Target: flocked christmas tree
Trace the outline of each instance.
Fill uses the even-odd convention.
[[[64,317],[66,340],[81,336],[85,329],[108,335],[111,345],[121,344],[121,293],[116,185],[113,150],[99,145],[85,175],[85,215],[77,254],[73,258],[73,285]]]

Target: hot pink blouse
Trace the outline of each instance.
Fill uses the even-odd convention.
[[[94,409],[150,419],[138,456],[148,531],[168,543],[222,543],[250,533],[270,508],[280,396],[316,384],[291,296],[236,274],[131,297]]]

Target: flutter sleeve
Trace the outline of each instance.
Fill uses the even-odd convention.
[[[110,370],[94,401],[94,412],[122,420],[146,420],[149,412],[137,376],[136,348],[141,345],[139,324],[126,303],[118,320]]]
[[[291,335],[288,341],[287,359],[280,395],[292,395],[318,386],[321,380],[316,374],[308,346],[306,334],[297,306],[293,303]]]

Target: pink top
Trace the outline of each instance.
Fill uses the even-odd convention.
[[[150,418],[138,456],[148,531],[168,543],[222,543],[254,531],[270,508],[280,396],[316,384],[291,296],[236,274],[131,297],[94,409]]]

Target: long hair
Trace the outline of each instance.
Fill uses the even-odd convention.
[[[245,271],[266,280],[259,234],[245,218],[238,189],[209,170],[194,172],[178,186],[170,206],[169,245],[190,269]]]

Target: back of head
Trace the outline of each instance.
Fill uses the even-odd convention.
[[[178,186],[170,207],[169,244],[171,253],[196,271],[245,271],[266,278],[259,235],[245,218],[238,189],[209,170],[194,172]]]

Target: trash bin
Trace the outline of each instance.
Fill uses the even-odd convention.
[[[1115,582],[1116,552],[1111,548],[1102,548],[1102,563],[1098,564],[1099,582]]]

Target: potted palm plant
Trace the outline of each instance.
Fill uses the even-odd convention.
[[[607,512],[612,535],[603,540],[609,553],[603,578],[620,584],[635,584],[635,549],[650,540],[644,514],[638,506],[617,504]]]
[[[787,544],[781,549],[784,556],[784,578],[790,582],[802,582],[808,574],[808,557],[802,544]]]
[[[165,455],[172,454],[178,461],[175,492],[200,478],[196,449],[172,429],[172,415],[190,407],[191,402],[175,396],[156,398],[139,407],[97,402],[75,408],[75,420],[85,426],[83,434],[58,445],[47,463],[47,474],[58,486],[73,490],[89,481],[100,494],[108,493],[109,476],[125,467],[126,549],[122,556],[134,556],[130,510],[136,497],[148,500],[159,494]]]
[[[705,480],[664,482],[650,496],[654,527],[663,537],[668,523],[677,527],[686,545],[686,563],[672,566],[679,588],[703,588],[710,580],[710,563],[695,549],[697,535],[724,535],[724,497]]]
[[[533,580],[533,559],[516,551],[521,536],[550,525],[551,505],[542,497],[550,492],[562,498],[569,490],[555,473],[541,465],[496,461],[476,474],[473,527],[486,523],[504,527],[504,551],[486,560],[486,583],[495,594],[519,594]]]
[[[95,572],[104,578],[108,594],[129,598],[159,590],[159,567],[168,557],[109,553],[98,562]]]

##########

STATED EXERCISE:
Output every entry above as a two-column CSV with the header row entry_text,answer. Give one row per entry, with its text and its answer each in a single double-quoted field and line breaks replaced by spaces.

FINAL RESULT:
entry_text,answer
"Target: flocked christmas tree Trace the outline of each instance. Fill uses the even-odd convention.","[[[64,317],[66,340],[81,336],[85,329],[108,335],[111,345],[121,344],[121,293],[116,185],[113,150],[99,145],[85,175],[85,215],[77,254],[73,258],[73,285]]]"
"Target: hot pink blouse Trace the outline of each instance. Fill uses the even-odd convention.","[[[94,409],[150,419],[138,456],[148,531],[168,543],[222,543],[250,533],[270,508],[280,396],[316,384],[291,296],[236,274],[131,297]]]"
"Target: flutter sleeve Trace the outline of each instance. Fill uses the even-odd convention.","[[[110,370],[94,401],[94,412],[122,420],[146,420],[149,412],[137,376],[136,348],[141,345],[139,324],[126,303],[118,320]]] [[[291,335],[288,341],[287,359],[280,395],[292,395],[318,386],[321,380],[316,374],[308,346],[306,334],[297,306],[293,303]]]"
"Target: pink top Trace the outline of each instance. Fill uses the even-odd convention.","[[[150,418],[138,456],[148,531],[168,543],[222,543],[254,531],[270,508],[280,396],[316,384],[291,296],[236,274],[131,297],[94,409]]]"
"Target: long hair Trace the outline of each instance. Fill uses the even-odd convention.","[[[245,271],[266,280],[259,234],[245,218],[238,189],[209,170],[194,172],[178,186],[170,206],[169,245],[190,269]]]"
"Target: back of head Trace the outline of each instance. Fill uses the even-odd convention.","[[[178,186],[170,207],[169,244],[171,253],[196,271],[245,271],[266,278],[259,235],[245,218],[238,189],[209,170],[194,172]]]"
"Target: trash bin Trace the outline of each instance. Fill uses the even-odd convention.","[[[1115,582],[1116,552],[1111,548],[1102,548],[1102,563],[1098,564],[1099,582]]]"
"Target: potted palm plant Trace the outline of each instance. Fill uses the even-odd convention.","[[[607,512],[612,535],[603,540],[609,553],[603,578],[620,584],[635,584],[635,549],[650,540],[644,514],[638,506],[617,504]]] [[[787,544],[781,549],[784,556],[784,578],[790,582],[802,582],[808,574],[808,557],[802,544]]] [[[165,455],[172,454],[178,461],[175,492],[200,478],[196,449],[172,429],[172,415],[190,407],[191,402],[175,396],[156,398],[139,407],[97,402],[75,408],[75,420],[85,426],[83,434],[58,445],[47,463],[47,474],[58,486],[73,490],[89,481],[100,494],[108,493],[109,476],[125,467],[126,549],[122,556],[134,556],[130,510],[136,497],[148,500],[159,494]]] [[[705,480],[664,482],[650,496],[654,527],[663,537],[668,523],[677,527],[686,545],[686,563],[672,566],[679,588],[703,588],[710,580],[710,563],[695,549],[697,535],[724,535],[724,497]]] [[[533,580],[533,559],[516,551],[521,536],[550,525],[551,505],[542,497],[550,492],[562,498],[569,490],[555,473],[541,465],[496,461],[476,474],[473,527],[486,523],[504,527],[504,551],[486,560],[486,583],[495,594],[519,594]]] [[[95,572],[104,578],[108,594],[129,598],[159,590],[159,567],[168,557],[109,553],[98,562]]]"